→ **To do**
List each line from the rows below in which the word "shirt" appears.
-------- Material to process
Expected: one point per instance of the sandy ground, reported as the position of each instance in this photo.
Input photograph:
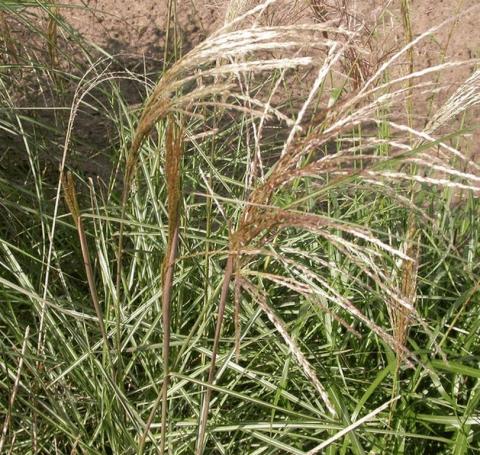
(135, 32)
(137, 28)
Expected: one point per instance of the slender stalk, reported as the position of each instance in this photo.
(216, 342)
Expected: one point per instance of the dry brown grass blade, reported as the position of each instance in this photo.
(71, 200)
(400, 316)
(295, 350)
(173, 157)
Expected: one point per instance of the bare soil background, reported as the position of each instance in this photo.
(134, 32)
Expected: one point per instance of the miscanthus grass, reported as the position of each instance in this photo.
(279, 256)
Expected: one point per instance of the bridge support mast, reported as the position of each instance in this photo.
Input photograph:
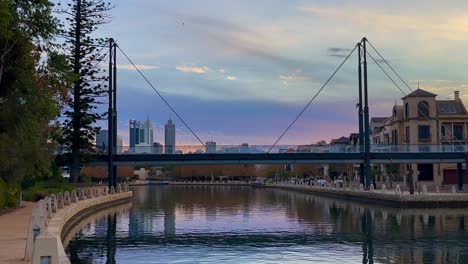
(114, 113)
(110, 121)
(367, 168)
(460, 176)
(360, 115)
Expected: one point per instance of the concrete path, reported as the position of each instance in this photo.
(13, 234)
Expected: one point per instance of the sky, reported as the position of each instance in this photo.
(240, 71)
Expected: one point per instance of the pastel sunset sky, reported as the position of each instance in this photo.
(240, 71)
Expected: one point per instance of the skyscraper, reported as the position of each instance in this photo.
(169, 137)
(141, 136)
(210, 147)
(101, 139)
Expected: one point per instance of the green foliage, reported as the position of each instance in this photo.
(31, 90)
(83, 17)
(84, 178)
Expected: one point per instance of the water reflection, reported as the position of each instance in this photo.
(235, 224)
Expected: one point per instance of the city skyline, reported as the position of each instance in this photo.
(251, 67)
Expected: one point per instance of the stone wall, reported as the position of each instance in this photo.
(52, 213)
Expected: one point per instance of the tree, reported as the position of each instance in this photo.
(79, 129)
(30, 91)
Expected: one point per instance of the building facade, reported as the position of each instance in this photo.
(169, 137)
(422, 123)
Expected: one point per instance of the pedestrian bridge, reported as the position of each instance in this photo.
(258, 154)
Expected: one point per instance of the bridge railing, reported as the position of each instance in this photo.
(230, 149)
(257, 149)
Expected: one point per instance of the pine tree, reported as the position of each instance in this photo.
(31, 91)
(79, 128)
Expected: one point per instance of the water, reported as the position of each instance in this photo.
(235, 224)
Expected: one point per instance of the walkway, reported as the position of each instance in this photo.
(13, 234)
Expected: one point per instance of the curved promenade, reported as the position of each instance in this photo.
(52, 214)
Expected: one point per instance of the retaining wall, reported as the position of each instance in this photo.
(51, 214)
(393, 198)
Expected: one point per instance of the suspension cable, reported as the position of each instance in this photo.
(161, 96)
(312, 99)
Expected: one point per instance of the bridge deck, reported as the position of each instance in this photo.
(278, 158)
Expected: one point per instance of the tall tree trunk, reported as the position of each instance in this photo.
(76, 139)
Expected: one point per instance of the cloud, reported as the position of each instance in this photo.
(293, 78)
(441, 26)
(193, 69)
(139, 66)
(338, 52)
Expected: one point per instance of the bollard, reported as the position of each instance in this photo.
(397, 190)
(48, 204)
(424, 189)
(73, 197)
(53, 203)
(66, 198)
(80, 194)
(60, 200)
----------------
-------- Material to process
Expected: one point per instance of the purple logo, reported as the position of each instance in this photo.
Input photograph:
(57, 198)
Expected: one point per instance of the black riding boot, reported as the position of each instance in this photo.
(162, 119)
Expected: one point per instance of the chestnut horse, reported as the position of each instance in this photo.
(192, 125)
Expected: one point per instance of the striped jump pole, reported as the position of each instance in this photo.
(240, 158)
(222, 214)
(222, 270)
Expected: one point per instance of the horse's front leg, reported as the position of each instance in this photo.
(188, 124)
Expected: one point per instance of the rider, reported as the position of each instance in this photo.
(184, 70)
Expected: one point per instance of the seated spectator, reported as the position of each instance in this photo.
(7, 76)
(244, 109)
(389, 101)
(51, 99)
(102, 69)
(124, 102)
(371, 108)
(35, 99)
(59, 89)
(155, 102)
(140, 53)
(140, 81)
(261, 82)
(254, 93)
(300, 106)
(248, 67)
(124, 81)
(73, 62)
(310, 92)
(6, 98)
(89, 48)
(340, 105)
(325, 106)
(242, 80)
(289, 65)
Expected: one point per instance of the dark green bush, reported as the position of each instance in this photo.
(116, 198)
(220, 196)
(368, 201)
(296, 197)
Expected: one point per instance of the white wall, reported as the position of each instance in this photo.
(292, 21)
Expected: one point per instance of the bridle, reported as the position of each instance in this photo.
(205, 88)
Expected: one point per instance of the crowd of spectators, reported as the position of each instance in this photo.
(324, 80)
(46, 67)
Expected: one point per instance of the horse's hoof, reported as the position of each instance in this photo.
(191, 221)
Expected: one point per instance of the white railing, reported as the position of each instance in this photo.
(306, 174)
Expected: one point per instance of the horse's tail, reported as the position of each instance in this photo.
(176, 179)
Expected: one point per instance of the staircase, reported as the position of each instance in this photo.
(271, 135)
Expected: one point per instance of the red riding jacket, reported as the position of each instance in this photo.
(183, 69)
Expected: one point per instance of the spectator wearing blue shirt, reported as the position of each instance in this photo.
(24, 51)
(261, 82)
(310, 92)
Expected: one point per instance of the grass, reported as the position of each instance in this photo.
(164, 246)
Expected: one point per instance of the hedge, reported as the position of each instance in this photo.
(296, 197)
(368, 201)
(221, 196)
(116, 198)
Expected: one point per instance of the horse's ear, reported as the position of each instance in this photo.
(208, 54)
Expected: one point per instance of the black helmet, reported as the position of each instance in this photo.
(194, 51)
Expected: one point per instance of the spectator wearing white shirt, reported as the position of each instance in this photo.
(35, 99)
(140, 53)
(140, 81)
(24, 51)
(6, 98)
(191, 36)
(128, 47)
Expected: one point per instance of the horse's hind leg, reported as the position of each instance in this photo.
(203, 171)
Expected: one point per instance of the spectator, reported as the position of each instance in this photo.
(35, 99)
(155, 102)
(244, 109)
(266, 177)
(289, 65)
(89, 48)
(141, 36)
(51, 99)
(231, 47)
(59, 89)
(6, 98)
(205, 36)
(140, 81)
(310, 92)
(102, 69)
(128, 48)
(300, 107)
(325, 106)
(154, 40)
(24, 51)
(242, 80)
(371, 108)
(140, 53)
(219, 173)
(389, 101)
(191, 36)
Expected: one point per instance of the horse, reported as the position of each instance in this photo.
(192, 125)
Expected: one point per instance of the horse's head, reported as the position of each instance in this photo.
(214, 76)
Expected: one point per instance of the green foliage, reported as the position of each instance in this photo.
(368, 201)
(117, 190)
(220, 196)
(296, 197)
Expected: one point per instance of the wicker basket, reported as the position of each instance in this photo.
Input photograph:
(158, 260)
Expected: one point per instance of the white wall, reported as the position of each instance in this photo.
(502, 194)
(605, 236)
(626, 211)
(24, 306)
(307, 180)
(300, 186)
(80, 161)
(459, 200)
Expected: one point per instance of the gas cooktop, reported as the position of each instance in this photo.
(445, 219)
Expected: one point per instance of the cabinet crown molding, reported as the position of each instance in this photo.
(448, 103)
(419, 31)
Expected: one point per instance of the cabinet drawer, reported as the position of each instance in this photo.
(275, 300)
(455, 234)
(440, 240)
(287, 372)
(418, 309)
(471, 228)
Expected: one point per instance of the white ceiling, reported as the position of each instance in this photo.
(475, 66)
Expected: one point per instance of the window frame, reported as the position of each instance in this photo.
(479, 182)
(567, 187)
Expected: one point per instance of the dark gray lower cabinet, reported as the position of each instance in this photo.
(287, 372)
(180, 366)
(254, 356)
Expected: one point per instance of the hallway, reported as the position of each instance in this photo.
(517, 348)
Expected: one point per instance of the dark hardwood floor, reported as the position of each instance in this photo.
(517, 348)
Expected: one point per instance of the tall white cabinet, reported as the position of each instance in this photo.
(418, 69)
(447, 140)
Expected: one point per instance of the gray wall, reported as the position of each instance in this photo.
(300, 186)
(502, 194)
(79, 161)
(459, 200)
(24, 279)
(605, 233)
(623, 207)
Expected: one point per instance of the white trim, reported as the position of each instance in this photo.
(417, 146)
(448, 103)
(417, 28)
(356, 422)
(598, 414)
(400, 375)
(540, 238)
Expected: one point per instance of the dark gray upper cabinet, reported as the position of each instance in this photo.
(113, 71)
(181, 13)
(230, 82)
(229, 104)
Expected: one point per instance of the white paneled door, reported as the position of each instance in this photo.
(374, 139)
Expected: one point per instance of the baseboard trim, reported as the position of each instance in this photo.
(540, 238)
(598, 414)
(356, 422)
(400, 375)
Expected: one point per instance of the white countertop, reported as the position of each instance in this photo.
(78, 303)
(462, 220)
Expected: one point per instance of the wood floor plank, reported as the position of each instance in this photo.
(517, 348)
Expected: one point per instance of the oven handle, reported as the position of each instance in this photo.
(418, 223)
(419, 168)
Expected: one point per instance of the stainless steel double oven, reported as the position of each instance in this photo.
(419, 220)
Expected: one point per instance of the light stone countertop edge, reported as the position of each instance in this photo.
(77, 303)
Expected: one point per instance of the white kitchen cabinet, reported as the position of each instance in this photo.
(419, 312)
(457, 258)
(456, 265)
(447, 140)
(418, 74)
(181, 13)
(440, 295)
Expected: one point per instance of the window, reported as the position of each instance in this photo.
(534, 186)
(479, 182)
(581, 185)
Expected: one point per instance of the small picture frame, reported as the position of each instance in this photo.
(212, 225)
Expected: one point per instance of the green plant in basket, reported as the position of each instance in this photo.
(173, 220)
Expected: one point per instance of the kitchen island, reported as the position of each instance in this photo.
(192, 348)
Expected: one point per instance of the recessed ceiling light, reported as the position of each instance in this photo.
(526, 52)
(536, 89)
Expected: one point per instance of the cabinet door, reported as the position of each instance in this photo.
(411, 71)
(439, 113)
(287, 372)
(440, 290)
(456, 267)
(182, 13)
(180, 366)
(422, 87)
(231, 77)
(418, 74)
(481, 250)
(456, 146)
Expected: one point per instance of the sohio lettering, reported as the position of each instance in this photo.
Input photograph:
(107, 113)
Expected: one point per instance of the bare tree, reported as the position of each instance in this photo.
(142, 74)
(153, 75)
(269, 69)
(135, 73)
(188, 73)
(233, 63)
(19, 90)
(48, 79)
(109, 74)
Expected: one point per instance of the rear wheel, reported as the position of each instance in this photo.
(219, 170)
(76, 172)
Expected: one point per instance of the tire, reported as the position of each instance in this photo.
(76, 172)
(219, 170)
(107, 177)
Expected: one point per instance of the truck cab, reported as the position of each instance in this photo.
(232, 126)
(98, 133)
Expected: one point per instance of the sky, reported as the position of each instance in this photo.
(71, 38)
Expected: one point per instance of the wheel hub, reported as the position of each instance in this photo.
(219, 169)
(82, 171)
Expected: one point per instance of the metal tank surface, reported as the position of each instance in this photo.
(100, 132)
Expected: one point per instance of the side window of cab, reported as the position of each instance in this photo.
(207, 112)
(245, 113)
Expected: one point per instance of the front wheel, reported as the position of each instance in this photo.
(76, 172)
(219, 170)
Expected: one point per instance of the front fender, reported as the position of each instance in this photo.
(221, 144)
----------------
→ **The completed task**
Expected: one point per instance of the spectator wearing blue shirt, reported as the position of each instance in this photo.
Expected: one point per instance of the spectator wearing white shirt, reported as the position of each instance in this photo.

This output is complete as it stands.